▶ **EXCERPT TO READ**:
● ● ● ●
I'm in university still.


----------



## babyjeep21 (Mar 4, 2007)

I have actually seen one BBW flight attendant. It was on a plane going from Indy to Chicago, about a year ago. 

She was not a big BBW, but a BBW nonetheless. I've gotta say, it was nice to see another curvy woman aboard.


----------



## FrenchBBW (Mar 4, 2007)

gangstadawg said:


> you may wanna try to that here in michigan because of the laws here.





Which are the laws ?


----------



## Tooz (Mar 4, 2007)

babyjeep21 said:


> I have actually seen one BBW flight attendant. It was on a plane going from Indy to Chicago, about a year ago.
> 
> She was not a big BBW, but a BBW nonetheless. I've gotta say, it was nice to see another curvy woman aboard.
● ● ● ●
▶ **TASK LIST**:
• 1. Transcribe everything in the forum thread from "## babyjeep21 (Mar" down to "FrenchBBW (Mar 4, 2007)".
• 2. List the username at the head of each post in the forum thread.

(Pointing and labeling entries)
● ● ● ●
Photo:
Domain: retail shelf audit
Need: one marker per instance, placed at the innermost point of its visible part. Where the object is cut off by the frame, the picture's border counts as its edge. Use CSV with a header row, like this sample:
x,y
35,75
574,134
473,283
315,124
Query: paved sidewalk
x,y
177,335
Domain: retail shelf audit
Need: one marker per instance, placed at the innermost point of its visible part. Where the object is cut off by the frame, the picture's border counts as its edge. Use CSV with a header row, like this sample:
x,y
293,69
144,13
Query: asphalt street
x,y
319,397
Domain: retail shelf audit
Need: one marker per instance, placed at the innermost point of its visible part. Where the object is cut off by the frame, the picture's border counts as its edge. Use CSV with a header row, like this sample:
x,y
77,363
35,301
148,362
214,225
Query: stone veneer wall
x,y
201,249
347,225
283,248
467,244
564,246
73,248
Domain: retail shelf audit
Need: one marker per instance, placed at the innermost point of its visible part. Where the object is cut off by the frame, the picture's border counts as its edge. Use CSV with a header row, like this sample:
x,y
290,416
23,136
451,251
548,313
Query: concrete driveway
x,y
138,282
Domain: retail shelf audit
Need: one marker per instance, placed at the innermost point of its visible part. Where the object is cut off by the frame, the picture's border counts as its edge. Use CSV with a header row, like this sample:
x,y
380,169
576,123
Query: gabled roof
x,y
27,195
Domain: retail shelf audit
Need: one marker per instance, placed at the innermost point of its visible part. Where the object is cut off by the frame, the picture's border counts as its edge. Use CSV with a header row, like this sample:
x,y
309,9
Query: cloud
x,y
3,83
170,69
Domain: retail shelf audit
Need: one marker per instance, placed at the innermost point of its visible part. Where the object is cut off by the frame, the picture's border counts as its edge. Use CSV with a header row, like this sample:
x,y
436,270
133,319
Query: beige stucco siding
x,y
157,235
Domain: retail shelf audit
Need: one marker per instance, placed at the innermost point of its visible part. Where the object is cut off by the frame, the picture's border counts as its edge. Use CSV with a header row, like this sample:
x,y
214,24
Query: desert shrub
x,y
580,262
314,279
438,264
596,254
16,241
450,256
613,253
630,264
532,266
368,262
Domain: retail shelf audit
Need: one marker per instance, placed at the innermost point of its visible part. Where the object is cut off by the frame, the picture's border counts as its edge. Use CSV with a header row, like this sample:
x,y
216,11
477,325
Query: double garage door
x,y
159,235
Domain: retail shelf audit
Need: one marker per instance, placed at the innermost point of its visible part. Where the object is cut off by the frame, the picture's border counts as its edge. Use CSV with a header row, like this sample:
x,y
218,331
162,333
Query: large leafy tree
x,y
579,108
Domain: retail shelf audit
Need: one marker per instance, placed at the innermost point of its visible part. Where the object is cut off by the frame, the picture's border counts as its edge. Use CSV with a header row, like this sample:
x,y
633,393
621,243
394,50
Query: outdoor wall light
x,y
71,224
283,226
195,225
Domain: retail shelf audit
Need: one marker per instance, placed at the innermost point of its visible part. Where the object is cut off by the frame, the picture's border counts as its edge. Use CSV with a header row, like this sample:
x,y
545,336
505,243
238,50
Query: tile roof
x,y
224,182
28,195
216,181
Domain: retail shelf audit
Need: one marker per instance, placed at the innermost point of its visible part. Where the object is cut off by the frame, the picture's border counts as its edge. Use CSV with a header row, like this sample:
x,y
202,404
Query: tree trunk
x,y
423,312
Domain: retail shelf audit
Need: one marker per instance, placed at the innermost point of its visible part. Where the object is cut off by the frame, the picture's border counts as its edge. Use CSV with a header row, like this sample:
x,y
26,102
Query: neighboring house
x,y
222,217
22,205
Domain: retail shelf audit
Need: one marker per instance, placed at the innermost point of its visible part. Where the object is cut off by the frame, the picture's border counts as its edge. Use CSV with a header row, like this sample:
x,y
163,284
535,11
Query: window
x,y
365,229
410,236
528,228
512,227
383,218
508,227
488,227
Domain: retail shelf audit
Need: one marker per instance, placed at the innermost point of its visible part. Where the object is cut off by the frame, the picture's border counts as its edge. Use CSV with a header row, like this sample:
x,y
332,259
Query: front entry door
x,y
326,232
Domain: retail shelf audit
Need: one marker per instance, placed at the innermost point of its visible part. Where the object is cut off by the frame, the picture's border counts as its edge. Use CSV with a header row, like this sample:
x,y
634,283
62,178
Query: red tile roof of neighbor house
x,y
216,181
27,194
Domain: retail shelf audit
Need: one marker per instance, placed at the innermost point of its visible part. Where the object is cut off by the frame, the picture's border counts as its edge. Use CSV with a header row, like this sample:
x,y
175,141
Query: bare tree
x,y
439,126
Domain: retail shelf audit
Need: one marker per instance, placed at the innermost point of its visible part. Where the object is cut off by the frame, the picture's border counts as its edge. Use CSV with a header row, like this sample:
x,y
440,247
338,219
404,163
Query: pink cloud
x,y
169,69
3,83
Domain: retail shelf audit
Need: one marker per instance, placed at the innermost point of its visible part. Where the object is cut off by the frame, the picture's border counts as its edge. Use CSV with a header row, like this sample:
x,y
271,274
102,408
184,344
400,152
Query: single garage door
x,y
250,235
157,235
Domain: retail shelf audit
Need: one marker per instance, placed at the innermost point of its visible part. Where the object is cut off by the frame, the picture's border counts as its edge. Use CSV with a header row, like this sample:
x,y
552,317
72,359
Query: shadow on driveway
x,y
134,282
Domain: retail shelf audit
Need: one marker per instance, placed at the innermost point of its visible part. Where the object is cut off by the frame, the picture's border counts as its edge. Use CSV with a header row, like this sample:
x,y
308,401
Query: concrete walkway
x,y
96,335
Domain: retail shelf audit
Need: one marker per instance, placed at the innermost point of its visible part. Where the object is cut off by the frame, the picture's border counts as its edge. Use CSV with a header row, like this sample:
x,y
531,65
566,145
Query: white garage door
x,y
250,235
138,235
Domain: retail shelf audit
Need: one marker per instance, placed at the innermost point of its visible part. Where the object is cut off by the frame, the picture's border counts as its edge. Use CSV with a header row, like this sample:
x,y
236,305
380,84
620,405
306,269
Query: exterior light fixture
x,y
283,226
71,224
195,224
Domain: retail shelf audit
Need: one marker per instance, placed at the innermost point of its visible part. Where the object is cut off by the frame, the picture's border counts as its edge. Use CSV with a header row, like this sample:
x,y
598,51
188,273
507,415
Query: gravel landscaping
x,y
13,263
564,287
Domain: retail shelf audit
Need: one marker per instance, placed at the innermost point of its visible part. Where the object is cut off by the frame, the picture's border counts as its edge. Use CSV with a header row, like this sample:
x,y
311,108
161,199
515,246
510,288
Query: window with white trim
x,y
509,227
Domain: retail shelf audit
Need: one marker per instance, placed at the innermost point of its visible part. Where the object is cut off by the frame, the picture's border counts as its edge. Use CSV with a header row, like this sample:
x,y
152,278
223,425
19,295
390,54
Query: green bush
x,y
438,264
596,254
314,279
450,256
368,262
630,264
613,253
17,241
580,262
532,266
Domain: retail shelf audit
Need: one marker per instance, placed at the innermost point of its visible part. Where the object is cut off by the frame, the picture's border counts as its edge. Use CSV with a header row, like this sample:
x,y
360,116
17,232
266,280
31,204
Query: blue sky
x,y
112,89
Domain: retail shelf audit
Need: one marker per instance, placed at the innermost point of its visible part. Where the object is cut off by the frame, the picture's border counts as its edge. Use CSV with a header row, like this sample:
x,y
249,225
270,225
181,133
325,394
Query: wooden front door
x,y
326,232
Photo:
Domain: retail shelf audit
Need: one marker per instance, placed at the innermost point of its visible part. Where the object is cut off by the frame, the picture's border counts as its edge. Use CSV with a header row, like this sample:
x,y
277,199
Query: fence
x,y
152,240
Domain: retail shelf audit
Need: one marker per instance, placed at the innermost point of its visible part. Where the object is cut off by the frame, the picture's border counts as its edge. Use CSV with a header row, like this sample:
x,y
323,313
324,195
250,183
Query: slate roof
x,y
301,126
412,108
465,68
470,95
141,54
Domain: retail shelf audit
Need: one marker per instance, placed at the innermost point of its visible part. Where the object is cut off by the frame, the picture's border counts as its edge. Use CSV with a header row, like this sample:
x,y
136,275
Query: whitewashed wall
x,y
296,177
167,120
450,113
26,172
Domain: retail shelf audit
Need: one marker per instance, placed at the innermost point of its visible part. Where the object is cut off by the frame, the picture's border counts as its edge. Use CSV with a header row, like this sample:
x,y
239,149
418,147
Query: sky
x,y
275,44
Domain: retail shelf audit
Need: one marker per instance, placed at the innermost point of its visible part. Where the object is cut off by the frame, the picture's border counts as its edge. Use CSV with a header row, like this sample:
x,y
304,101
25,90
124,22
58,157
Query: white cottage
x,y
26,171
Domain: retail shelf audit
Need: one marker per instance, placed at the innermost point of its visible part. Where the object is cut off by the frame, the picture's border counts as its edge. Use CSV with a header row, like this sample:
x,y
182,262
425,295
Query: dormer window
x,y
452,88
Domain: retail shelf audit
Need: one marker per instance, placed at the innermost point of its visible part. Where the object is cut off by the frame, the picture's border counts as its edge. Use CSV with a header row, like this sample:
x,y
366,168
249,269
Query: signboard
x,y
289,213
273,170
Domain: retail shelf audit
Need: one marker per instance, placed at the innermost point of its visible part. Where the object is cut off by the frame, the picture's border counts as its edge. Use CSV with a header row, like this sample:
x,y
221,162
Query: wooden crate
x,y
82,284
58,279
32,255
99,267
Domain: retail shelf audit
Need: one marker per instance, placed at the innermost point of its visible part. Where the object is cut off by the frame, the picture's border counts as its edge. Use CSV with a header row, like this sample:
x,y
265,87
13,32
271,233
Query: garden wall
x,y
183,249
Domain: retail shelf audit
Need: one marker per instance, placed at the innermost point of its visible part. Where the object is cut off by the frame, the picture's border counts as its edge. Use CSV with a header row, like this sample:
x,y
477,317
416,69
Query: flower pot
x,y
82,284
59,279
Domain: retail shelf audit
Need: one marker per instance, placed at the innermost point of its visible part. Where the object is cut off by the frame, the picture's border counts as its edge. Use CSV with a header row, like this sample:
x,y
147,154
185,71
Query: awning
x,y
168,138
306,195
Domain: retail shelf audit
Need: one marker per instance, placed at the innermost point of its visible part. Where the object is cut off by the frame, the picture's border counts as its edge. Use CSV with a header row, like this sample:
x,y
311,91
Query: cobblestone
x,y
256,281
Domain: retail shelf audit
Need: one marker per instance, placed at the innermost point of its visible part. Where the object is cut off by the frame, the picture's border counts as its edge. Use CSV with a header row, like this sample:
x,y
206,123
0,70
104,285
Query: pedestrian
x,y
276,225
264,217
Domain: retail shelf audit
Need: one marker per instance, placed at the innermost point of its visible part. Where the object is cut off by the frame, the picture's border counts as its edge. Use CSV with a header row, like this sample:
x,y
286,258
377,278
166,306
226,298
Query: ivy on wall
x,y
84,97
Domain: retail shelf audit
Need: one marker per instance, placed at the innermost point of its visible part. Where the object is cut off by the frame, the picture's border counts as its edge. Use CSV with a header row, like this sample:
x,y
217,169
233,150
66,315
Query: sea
● ● ● ●
▶ **SOLVED PROBLEMS**:
• 1.
## babyjeep21 (Mar 4, 2007)

I have actually seen one BBW flight attendant. It was on a plane going from Indy to Chicago, about a year ago. 

She was not a big BBW, but a BBW nonetheless. I've gotta say, it was nice to see another curvy woman aboard.


----------



## FrenchBBW (Mar 4, 2007)

• 2.
babyjeep21
FrenchBBW
Tooz